■ **TASK INSTRUCTIONS**
1. List every plan the writer of the essay on leaving dance names as a way to reshape odd jobs and lifestyle after COVID paused the dance career.
2. According to the essay on leaving dance, how long ago did the writer declare dance as a major?
3. Reproduce the passage of the essay on leaving dance that starts at "My inner dialogue" and runs up to and including "sparing a glance.".

[Opening SOURCE DOCUMENT section]

“I’m Retired”: Two Words That Changed Everything

“So what do you do?”

Ever since COVID hit, this question has thrown my brain into a tizzy and stomach into knots.

My inner dialogue goes something like this: “Say professional dancer!! No no no… freelance SEO expert, writer, and content creator. Nah come on. Don’t fluff yourself up…. Oh I got it I got it! TRANSITIONAL PHASE! Yeah! That’s respectable. Just getting by while dance is on pause. Year of the pivot. You’ll get a sympathetic nod with no more questions!”

The brain to mouth final product depends on the day.

Last week something popped out of my mouth that sparked a revolution in my brain. I was outside of Eataly in Flatiron grooving on the sidewalk with coworkers for an app promotion. An impossibly small, frail man was curled up in the middle of the sidewalk with a sign that read, “I might as well not exist.” I commiserated with him as New Yorkers shoved on by without sparing a glance.

The air smelled like rain and the sky was dark. I could have laughed or cried, so I opted to laugh.

In a down moment, the ever dreaded question was asked, “So what do you do?”

“I’m retired” spewed out my mouth before my brain had time to kick into action.

It felt like I dropped a backpack full of bricks off my shoulders and all across 5th avenue.

When COVID hit, my paused dance career left a gaping hole in my life. I furiously tried to fill it by reshaping my odd jobs and lifestyle into something “meaningful” and “fulfilling.”  It was like I was trying to cram a square peg into a round holeI’ll teach people about the gig economy. Write a book. Become a freelance travel writer. Food influencer. Personal trainer. But no matter how much brute force I used, the peg just didn’t fit. I didn’t feel fulfilled, and all the half finished projects strewn across my desktop made me feel inept, lazy, and frustrated. Why couldn’t I finish what I started?

I wasn’t ready to end my dance career.

It’s not because I wanted to reenter the grind-audition-contract cycle again— before COVID hit I was beginning to feel ready to move on. It’s because letting go of dance would be like letting go of “Katie.”  

Dance has been my sole driver and motivator since I declared it as my major 11 years ago. It hasn’t just been a passion; it’s been my whole identity. Performers have a unique relationship with our career. Suzie who works in accounting is just Suzie when she clocks out. Performers, on the other hand, have their craft pulsing through their blood well after the curtain closes. It’s not merely a job. It’s an essence of our being.

[Closing SOURCE DOCUMENT section]
[Opening DATA FOR ANALYSIS section]

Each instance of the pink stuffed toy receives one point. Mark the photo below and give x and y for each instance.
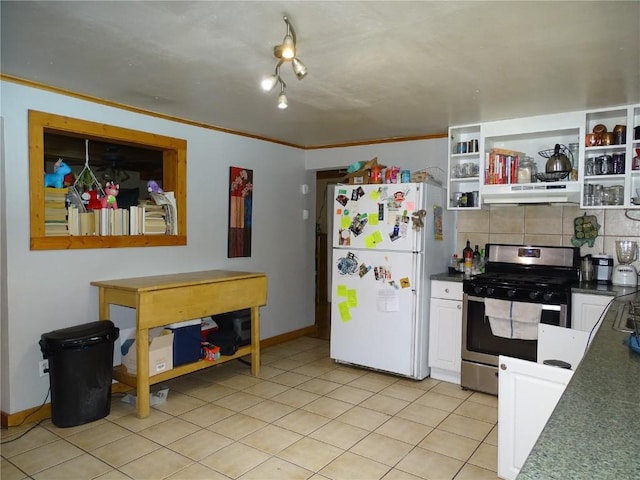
(91, 200)
(111, 190)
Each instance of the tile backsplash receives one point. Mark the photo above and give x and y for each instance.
(545, 225)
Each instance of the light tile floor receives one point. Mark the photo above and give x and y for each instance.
(306, 417)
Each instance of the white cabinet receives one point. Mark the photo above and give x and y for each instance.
(527, 394)
(445, 330)
(608, 175)
(488, 174)
(508, 143)
(587, 309)
(464, 167)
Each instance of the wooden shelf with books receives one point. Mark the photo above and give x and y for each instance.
(55, 227)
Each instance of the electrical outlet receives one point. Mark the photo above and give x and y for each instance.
(43, 367)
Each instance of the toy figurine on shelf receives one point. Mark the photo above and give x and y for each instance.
(91, 200)
(111, 190)
(152, 186)
(56, 179)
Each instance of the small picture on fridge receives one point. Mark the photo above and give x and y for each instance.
(437, 222)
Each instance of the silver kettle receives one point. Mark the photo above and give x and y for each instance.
(558, 162)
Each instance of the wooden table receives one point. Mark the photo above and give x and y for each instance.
(164, 299)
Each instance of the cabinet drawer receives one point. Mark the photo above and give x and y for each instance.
(448, 290)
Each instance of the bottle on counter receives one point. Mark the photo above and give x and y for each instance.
(467, 255)
(475, 267)
(467, 249)
(453, 263)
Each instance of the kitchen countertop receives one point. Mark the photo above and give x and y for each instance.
(448, 277)
(581, 287)
(594, 431)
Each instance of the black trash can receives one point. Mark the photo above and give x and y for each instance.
(80, 366)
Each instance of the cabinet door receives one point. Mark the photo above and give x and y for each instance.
(445, 337)
(586, 310)
(527, 394)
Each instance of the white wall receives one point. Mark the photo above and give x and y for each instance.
(411, 155)
(48, 290)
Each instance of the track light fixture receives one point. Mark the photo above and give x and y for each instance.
(285, 52)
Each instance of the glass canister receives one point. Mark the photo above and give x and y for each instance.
(574, 148)
(618, 163)
(526, 170)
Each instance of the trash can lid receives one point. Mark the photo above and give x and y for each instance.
(87, 333)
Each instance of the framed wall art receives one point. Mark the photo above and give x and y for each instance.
(240, 204)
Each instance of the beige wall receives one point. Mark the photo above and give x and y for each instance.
(544, 225)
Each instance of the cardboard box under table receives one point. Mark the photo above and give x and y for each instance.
(160, 350)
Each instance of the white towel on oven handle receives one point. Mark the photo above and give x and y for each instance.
(513, 319)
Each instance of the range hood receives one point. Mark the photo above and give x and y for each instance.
(543, 192)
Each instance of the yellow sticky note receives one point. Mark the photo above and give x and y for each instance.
(352, 297)
(369, 241)
(343, 308)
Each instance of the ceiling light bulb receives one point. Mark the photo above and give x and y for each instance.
(269, 82)
(282, 100)
(288, 47)
(299, 68)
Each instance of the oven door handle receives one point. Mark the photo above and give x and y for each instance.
(556, 308)
(551, 307)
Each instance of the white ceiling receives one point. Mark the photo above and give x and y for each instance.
(377, 70)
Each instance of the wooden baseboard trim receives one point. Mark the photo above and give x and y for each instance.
(36, 414)
(30, 415)
(309, 331)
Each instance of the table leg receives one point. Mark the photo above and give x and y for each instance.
(255, 341)
(103, 306)
(142, 362)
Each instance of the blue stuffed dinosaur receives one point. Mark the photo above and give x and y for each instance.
(56, 179)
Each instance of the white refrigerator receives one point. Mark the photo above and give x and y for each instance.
(388, 240)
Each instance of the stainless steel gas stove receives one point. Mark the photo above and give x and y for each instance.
(516, 275)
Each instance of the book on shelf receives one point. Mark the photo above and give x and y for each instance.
(55, 212)
(502, 166)
(168, 201)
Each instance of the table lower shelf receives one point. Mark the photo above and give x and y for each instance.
(120, 372)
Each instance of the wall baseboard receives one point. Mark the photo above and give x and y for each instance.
(43, 412)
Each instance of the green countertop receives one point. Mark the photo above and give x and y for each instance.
(594, 431)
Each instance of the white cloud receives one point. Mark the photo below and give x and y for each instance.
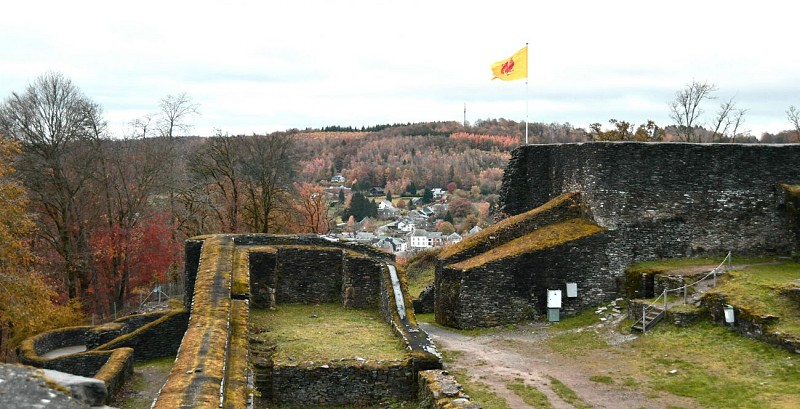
(263, 66)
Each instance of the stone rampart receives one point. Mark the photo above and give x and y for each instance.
(721, 196)
(211, 369)
(330, 385)
(651, 201)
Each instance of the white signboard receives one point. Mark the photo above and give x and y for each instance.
(572, 290)
(553, 298)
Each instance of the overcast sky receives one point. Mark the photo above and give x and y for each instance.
(266, 66)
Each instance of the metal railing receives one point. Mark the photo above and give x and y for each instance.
(724, 266)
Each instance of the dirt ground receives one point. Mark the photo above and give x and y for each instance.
(496, 359)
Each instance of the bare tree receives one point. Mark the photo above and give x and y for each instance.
(59, 128)
(793, 114)
(686, 111)
(217, 168)
(175, 113)
(727, 122)
(173, 118)
(269, 169)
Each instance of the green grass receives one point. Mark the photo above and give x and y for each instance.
(757, 290)
(678, 263)
(602, 379)
(324, 333)
(567, 394)
(718, 368)
(421, 270)
(142, 388)
(480, 392)
(584, 319)
(529, 394)
(576, 343)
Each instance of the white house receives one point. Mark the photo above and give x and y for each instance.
(405, 224)
(453, 238)
(418, 240)
(393, 244)
(387, 210)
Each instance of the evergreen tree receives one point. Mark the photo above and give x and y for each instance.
(427, 196)
(360, 207)
(412, 188)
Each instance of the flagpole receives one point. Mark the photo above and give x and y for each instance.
(527, 67)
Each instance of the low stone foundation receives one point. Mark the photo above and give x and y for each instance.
(439, 390)
(331, 384)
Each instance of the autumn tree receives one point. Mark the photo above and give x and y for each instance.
(218, 169)
(269, 167)
(131, 171)
(312, 208)
(27, 304)
(360, 207)
(172, 120)
(58, 128)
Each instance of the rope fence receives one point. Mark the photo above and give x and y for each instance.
(724, 266)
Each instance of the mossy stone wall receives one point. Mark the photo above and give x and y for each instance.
(361, 281)
(721, 196)
(263, 267)
(515, 289)
(309, 275)
(346, 385)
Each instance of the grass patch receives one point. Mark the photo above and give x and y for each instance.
(584, 319)
(142, 388)
(428, 317)
(718, 368)
(510, 223)
(529, 394)
(421, 270)
(544, 237)
(325, 332)
(480, 392)
(602, 379)
(576, 343)
(757, 290)
(567, 394)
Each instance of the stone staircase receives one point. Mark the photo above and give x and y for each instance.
(653, 316)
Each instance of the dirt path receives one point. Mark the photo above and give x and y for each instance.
(498, 358)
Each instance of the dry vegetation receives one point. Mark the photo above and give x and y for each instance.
(548, 236)
(326, 333)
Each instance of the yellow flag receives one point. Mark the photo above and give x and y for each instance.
(513, 68)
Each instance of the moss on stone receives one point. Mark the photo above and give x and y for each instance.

[Closing DATA FOR ANALYSIS section]

■ **RESPONSES PER TASK**
1.
- Teach people about the gig economy
- Write a book
- Become a freelance travel writer
- Food influencer
- Personal trainer

2. 11 years ago.

3.
My inner dialogue goes something like this: “Say professional dancer!! No no no… freelance SEO expert, writer, and content creator. Nah come on. Don’t fluff yourself up…. Oh I got it I got it! TRANSITIONAL PHASE! Yeah! That’s respectable. Just getting by while dance is on pause. Year of the pivot. You’ll get a sympathetic nod with no more questions!”

The brain to mouth final product depends on the day.

Last week something popped out of my mouth that sparked a revolution in my brain. I was outside of Eataly in Flatiron grooving on the sidewalk with coworkers for an app promotion. An impossibly small, frail man was curled up in the middle of the sidewalk with a sign that read, “I might as well not exist.” I commiserated with him as New Yorkers shoved on by without sparing a glance.